== RECORDS TO PROCESS ==
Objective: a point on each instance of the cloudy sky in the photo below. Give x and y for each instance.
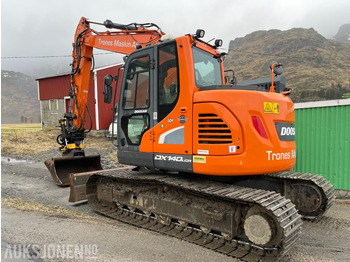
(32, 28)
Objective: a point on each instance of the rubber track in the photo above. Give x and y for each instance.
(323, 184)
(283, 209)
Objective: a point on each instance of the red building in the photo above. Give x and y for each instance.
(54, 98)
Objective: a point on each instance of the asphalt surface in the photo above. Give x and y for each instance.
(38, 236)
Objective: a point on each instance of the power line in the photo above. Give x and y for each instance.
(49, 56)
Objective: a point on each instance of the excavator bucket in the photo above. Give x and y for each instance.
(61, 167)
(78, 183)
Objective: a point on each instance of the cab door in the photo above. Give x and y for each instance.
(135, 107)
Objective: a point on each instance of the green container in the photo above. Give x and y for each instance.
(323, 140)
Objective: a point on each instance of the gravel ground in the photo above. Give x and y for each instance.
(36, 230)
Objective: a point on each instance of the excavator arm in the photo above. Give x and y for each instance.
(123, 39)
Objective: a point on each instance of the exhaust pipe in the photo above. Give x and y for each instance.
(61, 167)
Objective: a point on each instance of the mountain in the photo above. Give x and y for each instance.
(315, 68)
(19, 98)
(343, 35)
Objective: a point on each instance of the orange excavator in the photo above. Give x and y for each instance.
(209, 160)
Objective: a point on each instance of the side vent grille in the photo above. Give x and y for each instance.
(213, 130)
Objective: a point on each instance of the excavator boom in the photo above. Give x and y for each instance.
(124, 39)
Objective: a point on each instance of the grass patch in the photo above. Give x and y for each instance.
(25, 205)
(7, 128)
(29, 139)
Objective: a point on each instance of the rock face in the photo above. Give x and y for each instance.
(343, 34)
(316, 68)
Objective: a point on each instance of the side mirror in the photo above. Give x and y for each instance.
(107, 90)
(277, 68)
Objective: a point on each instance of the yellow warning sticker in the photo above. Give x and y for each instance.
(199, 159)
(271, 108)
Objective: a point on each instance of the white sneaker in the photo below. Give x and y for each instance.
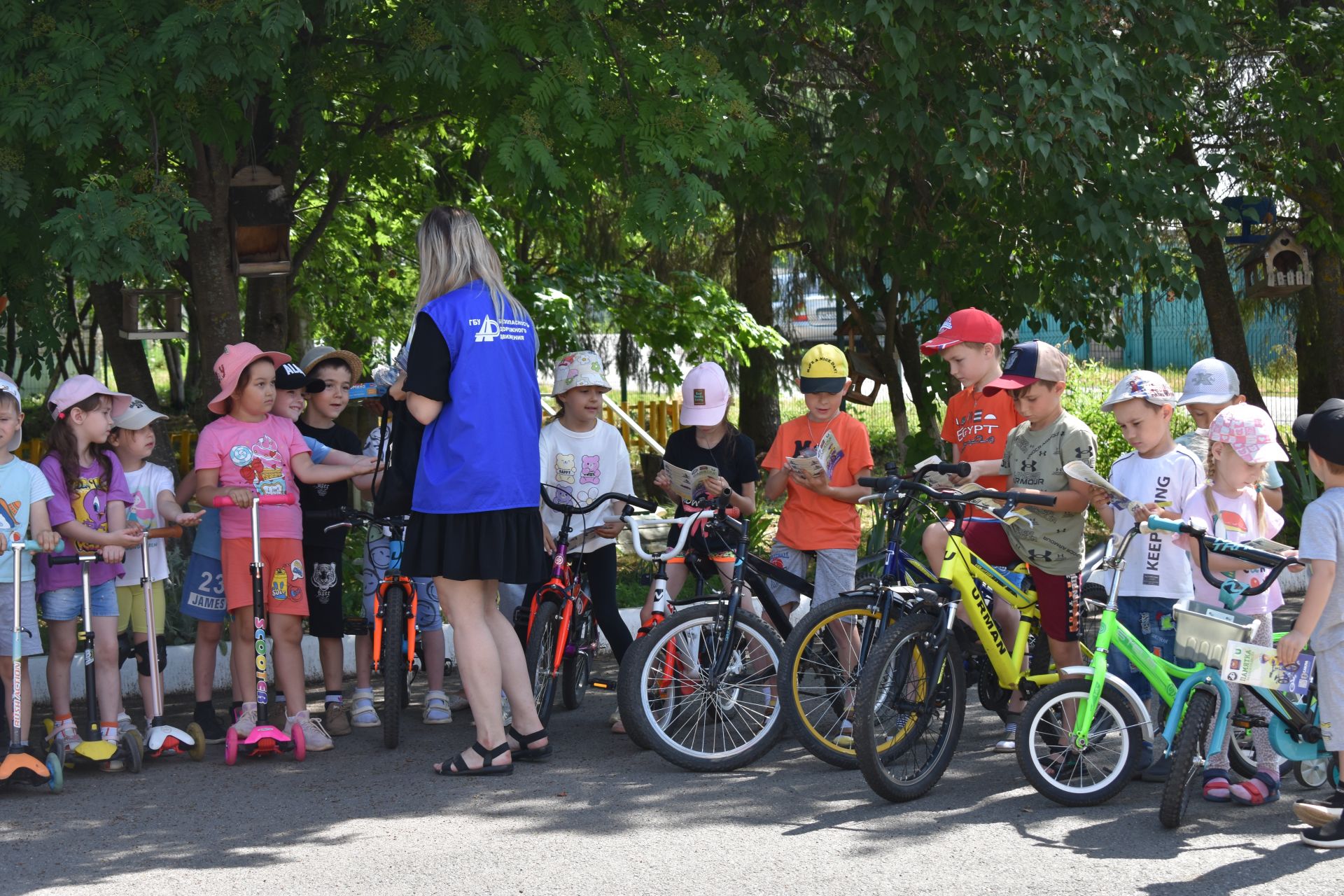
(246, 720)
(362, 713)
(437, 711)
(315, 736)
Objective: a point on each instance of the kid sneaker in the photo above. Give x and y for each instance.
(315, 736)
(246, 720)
===
== RECORDS TO PROCESS ==
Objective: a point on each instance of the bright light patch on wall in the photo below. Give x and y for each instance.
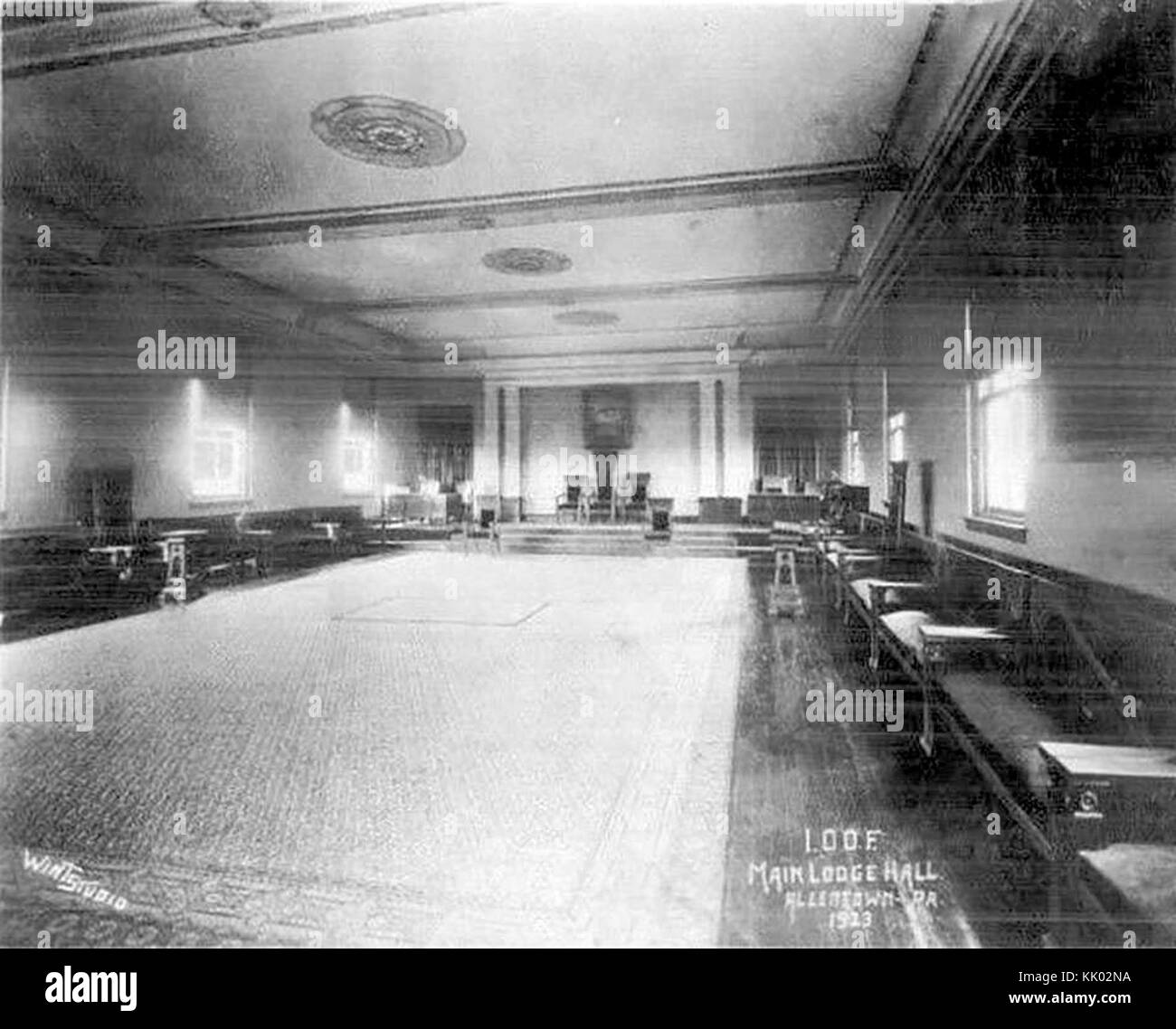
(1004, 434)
===
== RECORDS TO PROCESS ==
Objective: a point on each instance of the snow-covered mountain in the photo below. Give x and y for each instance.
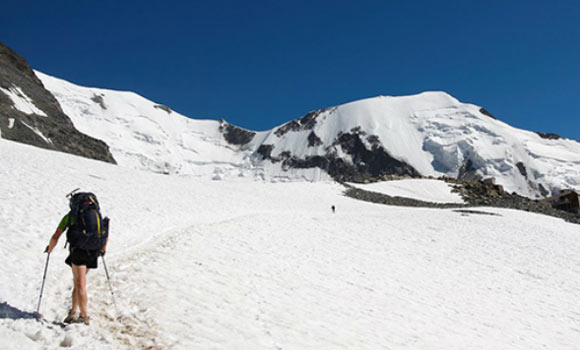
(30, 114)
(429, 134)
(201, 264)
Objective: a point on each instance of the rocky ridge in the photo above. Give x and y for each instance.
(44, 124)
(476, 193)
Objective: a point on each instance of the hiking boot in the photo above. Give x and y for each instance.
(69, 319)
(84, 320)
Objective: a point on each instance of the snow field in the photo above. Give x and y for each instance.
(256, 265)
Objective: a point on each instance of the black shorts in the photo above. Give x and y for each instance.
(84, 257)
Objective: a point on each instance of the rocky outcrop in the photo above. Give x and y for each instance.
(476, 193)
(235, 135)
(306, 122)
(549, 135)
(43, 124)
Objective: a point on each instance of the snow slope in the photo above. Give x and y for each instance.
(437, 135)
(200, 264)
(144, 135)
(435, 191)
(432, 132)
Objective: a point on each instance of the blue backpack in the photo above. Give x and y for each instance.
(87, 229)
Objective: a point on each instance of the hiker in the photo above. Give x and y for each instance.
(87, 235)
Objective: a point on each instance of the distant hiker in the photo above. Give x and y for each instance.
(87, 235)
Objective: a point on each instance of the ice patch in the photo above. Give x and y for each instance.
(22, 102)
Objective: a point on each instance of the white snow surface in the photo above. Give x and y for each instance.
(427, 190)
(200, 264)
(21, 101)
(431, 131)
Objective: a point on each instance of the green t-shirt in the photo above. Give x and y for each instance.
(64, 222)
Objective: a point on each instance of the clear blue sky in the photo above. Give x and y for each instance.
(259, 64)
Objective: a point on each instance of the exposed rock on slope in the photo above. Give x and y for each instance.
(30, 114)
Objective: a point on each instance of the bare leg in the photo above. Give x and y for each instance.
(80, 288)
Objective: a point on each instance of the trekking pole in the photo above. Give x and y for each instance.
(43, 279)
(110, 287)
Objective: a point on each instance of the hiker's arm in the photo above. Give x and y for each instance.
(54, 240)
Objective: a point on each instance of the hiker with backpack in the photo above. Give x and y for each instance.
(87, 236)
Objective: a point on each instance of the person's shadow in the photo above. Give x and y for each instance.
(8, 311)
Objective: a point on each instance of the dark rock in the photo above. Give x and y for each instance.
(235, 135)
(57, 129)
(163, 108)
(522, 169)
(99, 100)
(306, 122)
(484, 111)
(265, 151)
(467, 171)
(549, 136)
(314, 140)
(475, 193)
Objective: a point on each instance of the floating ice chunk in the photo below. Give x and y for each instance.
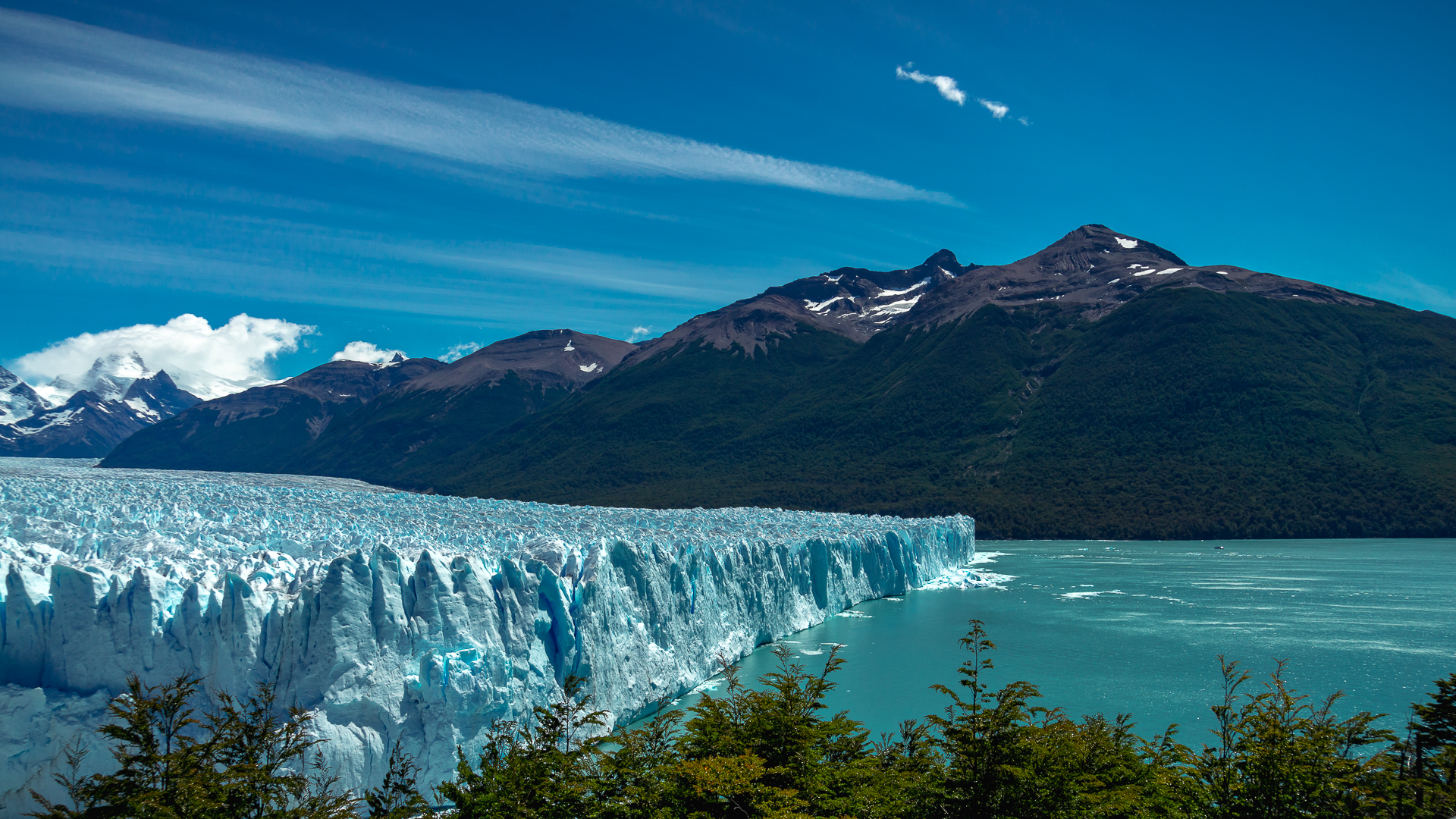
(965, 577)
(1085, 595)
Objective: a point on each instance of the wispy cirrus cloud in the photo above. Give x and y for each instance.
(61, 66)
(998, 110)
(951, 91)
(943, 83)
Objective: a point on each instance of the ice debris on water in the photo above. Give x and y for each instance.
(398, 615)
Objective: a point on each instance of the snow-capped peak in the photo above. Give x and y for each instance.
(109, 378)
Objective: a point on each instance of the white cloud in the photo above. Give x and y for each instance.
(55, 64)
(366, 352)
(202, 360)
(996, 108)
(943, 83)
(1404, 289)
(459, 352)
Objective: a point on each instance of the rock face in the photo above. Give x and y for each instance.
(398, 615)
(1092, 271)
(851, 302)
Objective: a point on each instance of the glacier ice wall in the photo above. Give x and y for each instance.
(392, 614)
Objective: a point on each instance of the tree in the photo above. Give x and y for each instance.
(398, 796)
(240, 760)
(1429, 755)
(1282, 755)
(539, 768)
===
Pull out every line above that contains the word "wall", matching case exactly.

Objective: a point on each instance of the bright light patch on wall in the photo below. Give x and y for each instance.
Objective: a point on each instance of the glacier ice wall in the photo above. Give x and y for each instance.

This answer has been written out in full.